Aufgaben ::
a. Beantworte anhand der Textstelle unten diese Fragen:
(i) Wann soll die offene Beta stattfinden?
(ii) Wofür kann der Spieler sein Geld verwenden?
(iii) Was tun die Soldaten, sobald sie den Spieler sehen?
b. Zähle alle Dinge auf, auf die Gorgomir laut der Textstelle unten gespannt ist.

# [Indie Game] My little World - Survivors



## Gorgomir (8. Januar 2017)

Hi zusammen, ich würde gerne mein aktuelles Spiel vorstellen und bin natürlich auf Eure Vorschläge, Kritik und Fragen gespannt. Im Frühling könnt ihr es dann auch selbst einmal spielen, da ich dann eine offene Beta durchführen werde. 

My little World Survivors

Konzept:

Der Spieler steuert eine zufällig erstellte Figur, er ist einer von wenigen namenlosen Überlebenden. Nach dem großen Krieg versucht er zu überleben, dabei muss er immer wieder mit der Spielwelt interagieren. Er benötigt Nahrung um nicht zu verhungern, mit seinem Geld kann er nur seinen Bunker bauen und einrichten. Da man Geld nicht essen kann, muss er seine Nahrung selbst anbauen oder sammeln. Dabei muss auf Soldaten achten, die immer wieder patrouillieren und sofort auf ihn schießen werden, sobald sie ihn sehen. Erst mit viel Geld kann er sich durch Zäune oder Mienen aktiv schützen. Dabei darf aber nicht selbst hinein laufen.

Datenauszüge ::
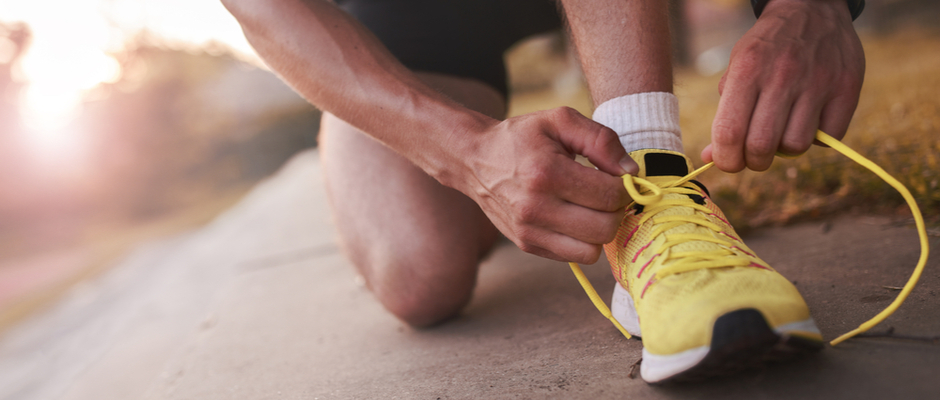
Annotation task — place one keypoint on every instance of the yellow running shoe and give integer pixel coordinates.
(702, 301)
==
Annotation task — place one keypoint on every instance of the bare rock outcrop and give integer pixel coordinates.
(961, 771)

Lösungen ::
a.
(i) Im Frühling.
(ii) Nur dafür, seinen Bunker zu bauen und einzurichten.
(iii) Sie schießen sofort auf ihn.

b. Vorschläge, Kritik, Fragen